The nurse insisted that I have his picture taken, with him inside it. I was too scared to let anyone touch him, let alone stuff him a big old stocking a volunteer had made for the new mommies at the hospital. The new mommies, the relinquishing ones, the adoptive ones…
That was six years ago.
Tomorrow Sam turns six. I got the call that he had been born, at about 4:45am. I had woken about ninety seconds after he was born, and sat straight up. He and I like to believe, I could hear his newborn cry from across the country, and into my waiting heart.
On Monday, Sam pulled that stocking off of the wall, and shoved it into his backpack. He took it to school to show his friends. I don’t know what he told them. It was nice for once- not to play twenty questions. He used to say he was born in there.
What I love is that his birth story is so everyday normal to him. He was born, after an uneventful two hour labor, and Tea his first mom, got to love on him for twenty-six hours until we (my dear friend Ronda and I) arrived three snow storms later.

Your objective> Write the next part of the passage about Sam's birth and adoption, picking up after its final sentence. The lines after this point have no connection to the passage about Sam's birth and adoption.

Given information>
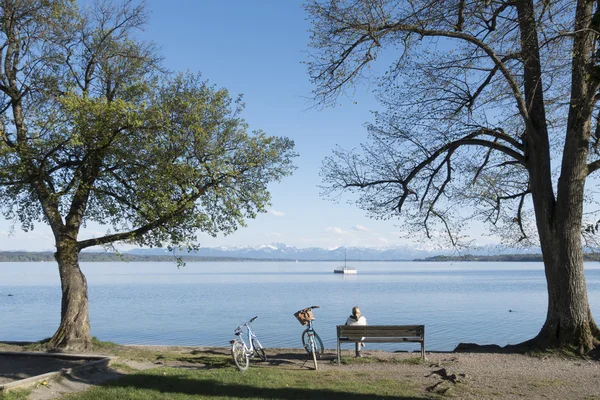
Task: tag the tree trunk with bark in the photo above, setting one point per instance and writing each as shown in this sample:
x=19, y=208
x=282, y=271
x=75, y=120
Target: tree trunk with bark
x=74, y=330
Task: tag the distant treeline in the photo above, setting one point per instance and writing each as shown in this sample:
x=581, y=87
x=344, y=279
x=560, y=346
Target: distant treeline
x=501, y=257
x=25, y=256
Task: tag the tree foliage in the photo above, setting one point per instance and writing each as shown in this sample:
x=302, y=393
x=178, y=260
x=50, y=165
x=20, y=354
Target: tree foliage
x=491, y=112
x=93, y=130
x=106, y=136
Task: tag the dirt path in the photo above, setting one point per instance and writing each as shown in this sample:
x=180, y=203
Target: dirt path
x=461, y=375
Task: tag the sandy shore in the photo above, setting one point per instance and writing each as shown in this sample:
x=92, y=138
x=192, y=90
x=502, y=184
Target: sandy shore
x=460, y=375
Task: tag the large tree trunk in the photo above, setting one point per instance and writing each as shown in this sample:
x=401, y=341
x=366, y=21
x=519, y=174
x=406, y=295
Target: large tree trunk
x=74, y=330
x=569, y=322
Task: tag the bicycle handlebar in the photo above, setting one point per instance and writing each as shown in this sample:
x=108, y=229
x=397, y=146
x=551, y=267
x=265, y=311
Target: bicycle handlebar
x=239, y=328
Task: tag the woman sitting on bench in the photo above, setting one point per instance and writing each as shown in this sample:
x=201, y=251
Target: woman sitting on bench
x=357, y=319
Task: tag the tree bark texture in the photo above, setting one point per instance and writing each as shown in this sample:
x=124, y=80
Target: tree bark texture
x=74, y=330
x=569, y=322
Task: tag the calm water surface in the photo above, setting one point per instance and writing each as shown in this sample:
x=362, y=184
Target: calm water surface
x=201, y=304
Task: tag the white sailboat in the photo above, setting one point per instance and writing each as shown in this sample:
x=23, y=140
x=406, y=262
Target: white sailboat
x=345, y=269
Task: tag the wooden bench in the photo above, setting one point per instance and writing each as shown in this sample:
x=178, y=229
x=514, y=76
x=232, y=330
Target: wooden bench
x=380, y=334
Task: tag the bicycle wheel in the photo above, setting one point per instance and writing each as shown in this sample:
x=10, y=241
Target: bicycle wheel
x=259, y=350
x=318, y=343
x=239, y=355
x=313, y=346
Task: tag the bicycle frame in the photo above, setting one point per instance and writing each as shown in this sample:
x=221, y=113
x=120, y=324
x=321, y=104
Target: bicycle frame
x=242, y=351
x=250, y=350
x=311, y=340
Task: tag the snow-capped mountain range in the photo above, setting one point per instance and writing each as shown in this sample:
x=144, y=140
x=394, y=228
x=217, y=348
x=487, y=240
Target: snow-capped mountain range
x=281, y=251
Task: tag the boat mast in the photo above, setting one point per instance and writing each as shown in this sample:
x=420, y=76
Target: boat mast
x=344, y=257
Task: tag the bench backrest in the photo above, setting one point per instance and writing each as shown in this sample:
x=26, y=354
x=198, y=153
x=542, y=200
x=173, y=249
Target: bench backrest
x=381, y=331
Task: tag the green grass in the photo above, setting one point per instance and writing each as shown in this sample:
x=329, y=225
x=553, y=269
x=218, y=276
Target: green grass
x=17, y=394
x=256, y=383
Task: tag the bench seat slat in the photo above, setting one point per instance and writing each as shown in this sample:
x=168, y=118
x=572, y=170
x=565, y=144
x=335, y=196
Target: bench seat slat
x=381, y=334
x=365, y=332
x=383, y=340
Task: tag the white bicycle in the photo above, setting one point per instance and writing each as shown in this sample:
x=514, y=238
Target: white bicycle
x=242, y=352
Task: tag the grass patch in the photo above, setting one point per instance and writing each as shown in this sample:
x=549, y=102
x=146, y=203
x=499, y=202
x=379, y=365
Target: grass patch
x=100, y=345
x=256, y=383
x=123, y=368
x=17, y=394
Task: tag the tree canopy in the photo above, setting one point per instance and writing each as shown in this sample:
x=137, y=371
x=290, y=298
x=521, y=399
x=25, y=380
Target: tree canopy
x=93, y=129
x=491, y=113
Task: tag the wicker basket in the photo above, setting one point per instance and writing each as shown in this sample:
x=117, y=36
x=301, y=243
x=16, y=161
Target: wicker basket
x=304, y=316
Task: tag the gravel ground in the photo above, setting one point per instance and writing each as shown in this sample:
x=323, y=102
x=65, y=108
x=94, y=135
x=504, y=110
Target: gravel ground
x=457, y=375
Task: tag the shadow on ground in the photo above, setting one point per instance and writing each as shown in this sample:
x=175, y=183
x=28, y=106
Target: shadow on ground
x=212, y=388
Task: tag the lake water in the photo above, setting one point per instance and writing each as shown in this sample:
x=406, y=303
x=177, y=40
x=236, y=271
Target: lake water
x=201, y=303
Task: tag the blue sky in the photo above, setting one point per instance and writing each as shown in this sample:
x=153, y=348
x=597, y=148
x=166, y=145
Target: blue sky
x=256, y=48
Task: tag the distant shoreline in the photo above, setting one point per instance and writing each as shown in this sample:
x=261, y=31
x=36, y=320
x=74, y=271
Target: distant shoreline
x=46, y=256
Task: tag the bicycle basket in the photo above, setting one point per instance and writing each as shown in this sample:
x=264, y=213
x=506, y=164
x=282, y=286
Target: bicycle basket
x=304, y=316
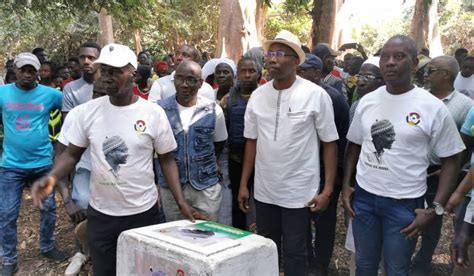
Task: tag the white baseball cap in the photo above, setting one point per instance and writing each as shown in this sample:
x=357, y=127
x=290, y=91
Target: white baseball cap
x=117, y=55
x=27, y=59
--
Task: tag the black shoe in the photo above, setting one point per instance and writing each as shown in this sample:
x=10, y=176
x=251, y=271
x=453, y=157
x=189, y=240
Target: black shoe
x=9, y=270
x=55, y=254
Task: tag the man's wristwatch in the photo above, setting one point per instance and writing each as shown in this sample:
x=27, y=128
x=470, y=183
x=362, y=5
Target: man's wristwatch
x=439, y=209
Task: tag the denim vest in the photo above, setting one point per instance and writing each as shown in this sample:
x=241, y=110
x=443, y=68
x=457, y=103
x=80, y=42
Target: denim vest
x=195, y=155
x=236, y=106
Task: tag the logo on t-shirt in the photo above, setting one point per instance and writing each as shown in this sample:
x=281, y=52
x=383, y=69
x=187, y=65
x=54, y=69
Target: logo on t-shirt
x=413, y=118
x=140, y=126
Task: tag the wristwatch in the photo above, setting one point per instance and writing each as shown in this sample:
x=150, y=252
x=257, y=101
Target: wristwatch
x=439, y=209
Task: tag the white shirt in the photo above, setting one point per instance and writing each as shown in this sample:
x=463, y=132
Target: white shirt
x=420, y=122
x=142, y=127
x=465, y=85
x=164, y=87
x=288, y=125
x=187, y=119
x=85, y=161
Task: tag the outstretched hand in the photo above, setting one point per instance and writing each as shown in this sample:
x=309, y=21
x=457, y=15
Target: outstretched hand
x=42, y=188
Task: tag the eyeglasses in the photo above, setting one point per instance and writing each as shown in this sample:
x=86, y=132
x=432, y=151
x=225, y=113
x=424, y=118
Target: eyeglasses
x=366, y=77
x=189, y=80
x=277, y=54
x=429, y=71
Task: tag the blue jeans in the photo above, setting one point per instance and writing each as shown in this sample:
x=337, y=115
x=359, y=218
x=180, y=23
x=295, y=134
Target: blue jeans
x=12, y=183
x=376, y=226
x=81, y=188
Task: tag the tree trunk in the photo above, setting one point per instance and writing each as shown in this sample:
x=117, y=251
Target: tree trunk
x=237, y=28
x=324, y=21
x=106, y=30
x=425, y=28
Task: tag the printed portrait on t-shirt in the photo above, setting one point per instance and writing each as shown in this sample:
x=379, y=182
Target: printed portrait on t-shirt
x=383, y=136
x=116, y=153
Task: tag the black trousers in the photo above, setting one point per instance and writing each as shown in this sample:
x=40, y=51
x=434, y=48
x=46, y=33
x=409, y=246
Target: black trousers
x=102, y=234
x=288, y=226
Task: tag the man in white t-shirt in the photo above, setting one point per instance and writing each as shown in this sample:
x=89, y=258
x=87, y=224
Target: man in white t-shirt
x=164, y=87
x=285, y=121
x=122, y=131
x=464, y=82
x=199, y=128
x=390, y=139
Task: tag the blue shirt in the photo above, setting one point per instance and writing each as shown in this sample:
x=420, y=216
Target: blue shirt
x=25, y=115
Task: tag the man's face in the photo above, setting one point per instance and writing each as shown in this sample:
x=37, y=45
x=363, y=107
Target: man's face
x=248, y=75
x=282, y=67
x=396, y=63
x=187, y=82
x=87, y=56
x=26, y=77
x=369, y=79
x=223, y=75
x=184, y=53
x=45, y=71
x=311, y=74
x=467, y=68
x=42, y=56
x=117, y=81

Task output>
Tea called him “Fatso,” and said that he was so big he was “scaring all the other babies in the nursery.” This is all part of his lore, his umbilical story. That he now says he was born in that stocking fits right in.
Honestly our becoming a family, totally eclipses Christmas for me. I covet moments with Sam-and alone-to look at the album from that trip, to relive all that sweet new mama terror and joy.
I love seeing what you’ve done and how you tell the story. We’ll soon be sharing all of those kinds of details with Theo as he slowly starts to understand … well English … and then his birthstory.
It is his so helpful to think that the story, is just that at this point. His story. Your story. My story. Theo’s story. Your neighbor’s story… Not earth shattering. Not gut wrenching. Just a story, told well.